- **Input**:
'''
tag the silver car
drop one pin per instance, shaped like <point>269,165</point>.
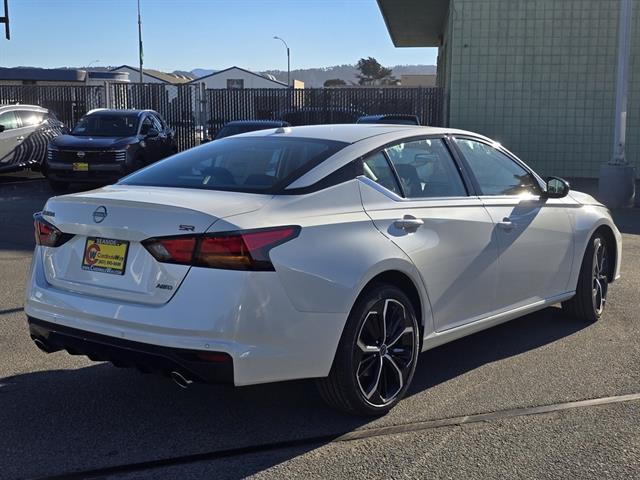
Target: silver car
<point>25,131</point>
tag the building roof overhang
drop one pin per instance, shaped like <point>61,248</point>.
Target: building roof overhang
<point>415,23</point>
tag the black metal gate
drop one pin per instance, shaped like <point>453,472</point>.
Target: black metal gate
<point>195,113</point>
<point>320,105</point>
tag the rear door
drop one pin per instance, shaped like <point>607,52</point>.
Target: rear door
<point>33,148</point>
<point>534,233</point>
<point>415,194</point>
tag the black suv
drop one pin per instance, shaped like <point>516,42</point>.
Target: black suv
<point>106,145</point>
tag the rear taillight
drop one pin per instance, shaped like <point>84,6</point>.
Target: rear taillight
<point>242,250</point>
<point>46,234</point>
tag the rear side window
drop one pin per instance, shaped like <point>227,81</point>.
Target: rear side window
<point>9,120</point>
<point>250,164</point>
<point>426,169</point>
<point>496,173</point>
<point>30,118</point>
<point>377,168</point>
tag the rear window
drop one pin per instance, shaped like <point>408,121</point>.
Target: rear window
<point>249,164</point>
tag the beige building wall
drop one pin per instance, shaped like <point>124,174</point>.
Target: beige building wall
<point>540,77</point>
'''
- **Stated problem**:
Turn each line of all the entries above into a Markdown table with two columns, Row and Line, where Row is a running row number. Skip blank lines and leave out the pictures.

- **Answer to this problem**:
| Row | Line |
|---|---|
| 1 | tag the silver car |
| 2 | drop one pin per instance, shaped like <point>269,165</point>. |
| 3 | Target: silver car |
| 4 | <point>25,131</point> |
| 5 | tag the building roof overhang |
| 6 | drop one pin per instance, shaped like <point>61,248</point>. |
| 7 | Target: building roof overhang |
| 8 | <point>415,23</point> |
| 9 | tag the black metal gate |
| 10 | drop one pin per instance, shaped like <point>453,472</point>. |
| 11 | Target: black metal gate |
| 12 | <point>195,113</point> |
| 13 | <point>320,105</point> |
| 14 | tag the rear door |
| 15 | drop one pin per instance, shaped like <point>607,52</point>. |
| 16 | Target: rear door |
| 17 | <point>33,148</point> |
| 18 | <point>534,233</point> |
| 19 | <point>415,194</point> |
| 20 | tag the black suv |
| 21 | drop one pin per instance, shaped like <point>516,42</point>. |
| 22 | Target: black suv |
| 23 | <point>106,145</point> |
| 24 | tag the rear taillight |
| 25 | drop one pin per instance, shaped like <point>84,6</point>. |
| 26 | Target: rear taillight |
| 27 | <point>242,250</point> |
| 28 | <point>46,234</point> |
| 29 | tag the rear side window |
| 30 | drop one pin per instance, shaped like <point>227,81</point>. |
| 31 | Target: rear side window |
| 32 | <point>9,120</point> |
| 33 | <point>250,164</point> |
| 34 | <point>426,169</point> |
| 35 | <point>496,173</point> |
| 36 | <point>30,118</point> |
| 37 | <point>377,168</point> |
| 38 | tag the rear window |
| 39 | drop one pin per instance, shaped like <point>408,121</point>. |
| 40 | Target: rear window |
| 41 | <point>249,164</point> |
| 42 | tag the beige building wall |
| 43 | drop one pin per instance, shaped like <point>124,174</point>. |
| 44 | Target: beige building wall |
| 45 | <point>540,77</point> |